— PAGE —
# # # # #

Example : PoolQC - Pool Quality - “NA” means “No Pool”.
With this finding, we updated all meaningful “NA” values to “No” or numeric 0
Two houses with the most SF(square feet) had average sale price. Based on the data publisher suggestion we decided to remove these two outliers.
Dummify Categorical Features
- Nominal category features:
- Dummy with removal of most common value
- Ordinal category features:
- Example: For KitchenQual (Kitchen Quality) feature, the original data values are Po(Poor), Fa (Fair), TA (Typical/Avg), Gd (Good), Ex (Excellent). We converted the values to numeric 1,2,3,4,5
Based on our understanding of the dataset , we have also implemented the following strategy to create some meaningful new features:
- Create BsmtScore
- (BsmtType1 * SF1 + BsmtType2 * SF2) / (SF1 + SF2)
- Create GarageScore (GarageQual/GarageCond/GarageFinish too correlated)
- (GarageCond + GarageQual + GarageFinish) / 3
- Define TotalBath
- Convert “Year Built” to “Years Since” concept
- YearsAgoBuilt, YearsSinceRemodel, YearsSinceSale
- Convert SaleMonth (1-12) to Seasons
- Dec-Feb = Winter, Mar-May = Spring, Jun-Aug = Summer, Sep-Nov = Autumn
- Features with less than 4 values:
- After dummy all the nominal category features, there are 158 columns. 19 features have less than 4 values in the training dataset and were removed to reduce statistical noise
- Check Correlation of each feature. Used 0.70 as the threshold to remove features that may cause multicollinearity problem. Features removed are:
- Other special features need to be removed:
- GarageYrBuilt-- Age of garage: Impossible to reconcile homes without a garage, as this is a numeric, not categorial, value.
- Misc Feature -- MiscFeature and MiscValue (value of Misc Features)
- MSSubClass -- Can be directly inferred by combination of HouseType, BldgType, and YearBuilt. Often highly (>0.9) correlated with HouseType
Data type checking
After all data cleaning work. We are ready to move to the feature engineering work. The last thing is to make sure all data now are in numeric type.
Three models were used for feature engineering:
- AIC - forward selection, we got a 64-feature list
- Lasso - lambda was decided by using 5-fold cross validation. With penalty we got a 110-feature list
- Boost - based on Gradient Boost, we selected the most important 70-feature
In the next step, we manually compared the 3 feature lists. We kept the features which are listed as important or significant in all lists. For features not exist in all three lists, we trained the model with/without the features. Then compared the training result (RMSLE).

# # # # #

— ITEMS —
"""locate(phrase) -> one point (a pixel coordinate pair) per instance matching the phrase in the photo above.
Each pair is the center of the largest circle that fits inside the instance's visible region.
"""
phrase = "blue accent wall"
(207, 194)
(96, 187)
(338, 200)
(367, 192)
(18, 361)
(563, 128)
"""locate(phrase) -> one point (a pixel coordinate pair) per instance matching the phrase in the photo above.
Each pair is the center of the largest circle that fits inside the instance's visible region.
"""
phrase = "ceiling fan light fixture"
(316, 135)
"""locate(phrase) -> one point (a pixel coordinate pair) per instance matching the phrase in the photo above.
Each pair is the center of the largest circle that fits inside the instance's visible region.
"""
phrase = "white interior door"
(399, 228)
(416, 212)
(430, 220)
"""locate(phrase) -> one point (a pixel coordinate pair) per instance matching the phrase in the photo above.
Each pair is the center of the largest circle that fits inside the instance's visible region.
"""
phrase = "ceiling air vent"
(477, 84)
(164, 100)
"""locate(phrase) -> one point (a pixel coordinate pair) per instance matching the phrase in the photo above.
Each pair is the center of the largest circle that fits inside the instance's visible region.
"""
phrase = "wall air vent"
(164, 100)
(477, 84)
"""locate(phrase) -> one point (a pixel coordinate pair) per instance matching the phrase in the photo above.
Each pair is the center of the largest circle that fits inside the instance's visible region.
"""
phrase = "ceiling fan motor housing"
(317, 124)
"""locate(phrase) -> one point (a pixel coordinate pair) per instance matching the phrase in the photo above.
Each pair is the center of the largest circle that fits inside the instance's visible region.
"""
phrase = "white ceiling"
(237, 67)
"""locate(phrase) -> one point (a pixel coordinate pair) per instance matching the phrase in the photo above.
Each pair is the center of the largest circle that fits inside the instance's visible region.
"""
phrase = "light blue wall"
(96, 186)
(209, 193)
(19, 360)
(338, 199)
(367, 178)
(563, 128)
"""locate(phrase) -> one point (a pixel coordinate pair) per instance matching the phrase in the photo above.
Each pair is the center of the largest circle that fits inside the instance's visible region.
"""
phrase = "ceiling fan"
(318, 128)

# # # # #

In the house-data cleaning text above, what correlation threshold was used to remove features that might cause multicollinearity?

0.70